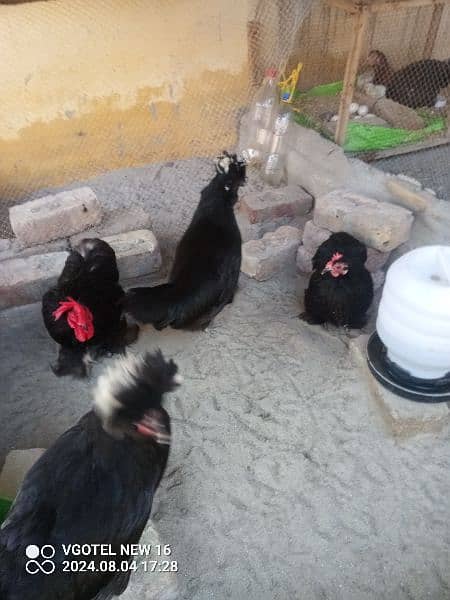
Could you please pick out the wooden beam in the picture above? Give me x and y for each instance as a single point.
(433, 30)
(351, 70)
(376, 6)
(253, 46)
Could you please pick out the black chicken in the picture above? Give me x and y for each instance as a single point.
(340, 289)
(82, 313)
(205, 272)
(418, 84)
(94, 485)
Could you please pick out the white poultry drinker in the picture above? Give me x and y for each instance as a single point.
(410, 351)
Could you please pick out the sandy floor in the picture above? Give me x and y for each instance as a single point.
(282, 483)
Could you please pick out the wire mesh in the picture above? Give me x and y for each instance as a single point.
(271, 34)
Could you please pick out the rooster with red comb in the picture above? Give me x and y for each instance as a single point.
(83, 313)
(340, 289)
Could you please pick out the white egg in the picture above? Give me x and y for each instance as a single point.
(363, 110)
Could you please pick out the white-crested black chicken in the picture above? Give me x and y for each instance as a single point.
(83, 312)
(205, 272)
(95, 485)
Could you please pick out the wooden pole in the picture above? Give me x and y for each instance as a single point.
(433, 30)
(253, 44)
(351, 70)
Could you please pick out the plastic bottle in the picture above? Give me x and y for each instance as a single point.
(274, 170)
(262, 113)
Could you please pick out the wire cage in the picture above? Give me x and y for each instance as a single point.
(376, 74)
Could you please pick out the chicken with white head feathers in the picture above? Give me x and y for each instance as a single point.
(94, 485)
(205, 272)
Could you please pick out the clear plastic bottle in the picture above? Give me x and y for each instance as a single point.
(274, 170)
(262, 113)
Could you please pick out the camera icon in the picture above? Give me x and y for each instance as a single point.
(40, 559)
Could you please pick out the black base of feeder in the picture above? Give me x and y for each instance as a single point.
(399, 381)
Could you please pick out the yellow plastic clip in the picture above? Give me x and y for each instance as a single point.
(289, 85)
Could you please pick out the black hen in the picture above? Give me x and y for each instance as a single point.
(340, 288)
(94, 485)
(205, 272)
(82, 313)
(418, 84)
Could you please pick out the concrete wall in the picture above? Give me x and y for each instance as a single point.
(93, 86)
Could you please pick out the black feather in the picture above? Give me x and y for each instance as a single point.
(91, 277)
(88, 488)
(340, 300)
(205, 272)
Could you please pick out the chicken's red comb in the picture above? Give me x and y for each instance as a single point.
(79, 318)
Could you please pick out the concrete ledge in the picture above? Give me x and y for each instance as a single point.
(137, 253)
(289, 201)
(263, 258)
(402, 417)
(25, 280)
(54, 217)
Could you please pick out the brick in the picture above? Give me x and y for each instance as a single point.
(304, 260)
(313, 236)
(263, 258)
(409, 195)
(289, 201)
(380, 225)
(137, 253)
(402, 417)
(54, 217)
(117, 220)
(17, 464)
(25, 280)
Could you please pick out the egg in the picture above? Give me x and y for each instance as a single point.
(363, 110)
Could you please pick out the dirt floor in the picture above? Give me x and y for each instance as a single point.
(283, 483)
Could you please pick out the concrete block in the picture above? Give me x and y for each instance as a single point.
(18, 249)
(409, 195)
(137, 253)
(304, 260)
(378, 278)
(25, 280)
(313, 236)
(402, 417)
(117, 220)
(17, 464)
(263, 258)
(379, 225)
(376, 259)
(54, 217)
(289, 201)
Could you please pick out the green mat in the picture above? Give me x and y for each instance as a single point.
(363, 138)
(5, 505)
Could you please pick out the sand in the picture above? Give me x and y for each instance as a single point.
(282, 483)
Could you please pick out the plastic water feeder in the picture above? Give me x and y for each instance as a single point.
(410, 351)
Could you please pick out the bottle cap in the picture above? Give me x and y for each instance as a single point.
(272, 72)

### Direction:
Print all of the records shown above exactly, leaving out each picture.

### Task solution:
Could you please pick out the wooden beam in the picture above? Give me x and y for each instance as a single point.
(433, 30)
(351, 70)
(376, 6)
(253, 46)
Could you please pick out the black chicken in the picture above? Give me x and y for each instance as a single point.
(340, 289)
(82, 313)
(205, 272)
(418, 84)
(94, 485)
Could you please pick out the white poultry drinker in the picture above? Give me x and y for each instance as a single point.
(410, 351)
Could you please pick out the sandy floor in the picture above? Give me x and y for each instance as a single point.
(282, 483)
Could you please pick out the wire mesh in the picture above? Give me x and y for each instance as a single point.
(271, 34)
Could you please pick out the rooster with red comb in the picture above? Give me x and y for each instance as a single point.
(83, 313)
(340, 289)
Could you please pick out the white egg in the picture above? Give me x and y for each instance as a single point.
(363, 110)
Could you please pick out the white-crested black chicken in the picture above? Give me x and y for each instance as a single point.
(83, 312)
(205, 272)
(95, 485)
Could you please pick out the wooden pole in the picture above? Give me x and y for each instance as a single point.
(433, 30)
(253, 44)
(351, 70)
Could you please pick out the plastic bottle in the picture above? Give me x and y for each instance as a single point.
(274, 170)
(262, 113)
Could you please pick out the wire cage in the picture above? Give me x and y for each instance as a single point.
(376, 74)
Could you please pick out the chicken with white head feathers in the picture above? Give me x and y for each instance as a single point.
(94, 485)
(205, 272)
Could you please pick out the clear plastic bottle in the picture above? Give me x and y for each instance as a single point.
(274, 170)
(262, 113)
Could you please pick out the camera icon in the picture above? Give me x and y for each instance as a single point.
(40, 559)
Could you please pick out the black base of feeder in the picture above? Give me x and y for each instance as a single point.
(399, 381)
Could you please pick out the yellow plastic clip in the picture above? Give me x and y for each instance as a single point.
(289, 85)
Could you please pick out the black hen in the picture above? Give me x and y for each instance as a single point.
(340, 288)
(94, 485)
(205, 272)
(82, 313)
(418, 84)
Could you please pick out the concrete wall in the picture above? Give me x and y for each instance as a single point.
(93, 86)
Could you please pick out the black feather in the picture above? Give me x and y for each instance as a single point.
(91, 277)
(88, 488)
(340, 300)
(205, 272)
Could you please pick out the chicken's red comb in the picture above? Give me x and y for each instance as a single point.
(79, 318)
Could you please pick out the concrete ledge in the picture above? Give me x and y for each instance as a single point.
(137, 253)
(289, 201)
(263, 258)
(402, 417)
(25, 280)
(54, 217)
Could you please pick out the brick in the picture above? Give me x and y for each instance as a single point.
(304, 260)
(313, 236)
(263, 258)
(409, 195)
(289, 201)
(380, 225)
(137, 253)
(402, 417)
(54, 217)
(117, 220)
(17, 464)
(25, 280)
Could you please pick out the egg in the picture above? Give me x and y for each instance as a single point.
(363, 110)
Could you please pick out the dirt floor in the picture above? Give me x and y for each instance as a single point.
(283, 483)
Could you please pick out the concrete block in the picture above? Give me x and y for each instance as a single point.
(18, 249)
(409, 195)
(137, 253)
(304, 260)
(378, 278)
(25, 280)
(313, 236)
(402, 417)
(117, 220)
(17, 464)
(263, 258)
(379, 225)
(376, 259)
(54, 217)
(289, 201)
Could you please pick out the green mat in the picture above? Give me x and y for each instance as a single point.
(363, 138)
(5, 505)
Could you please pick out the sand in the picture above? Give me x and y for each instance as a single point.
(282, 483)
Could you please pick out the plastic water feeder in the picture above? Give me x and y for each instance as a single point.
(410, 351)
Could you please pick out the bottle cap in the picture above? Give me x and y for each instance as a single point.
(272, 72)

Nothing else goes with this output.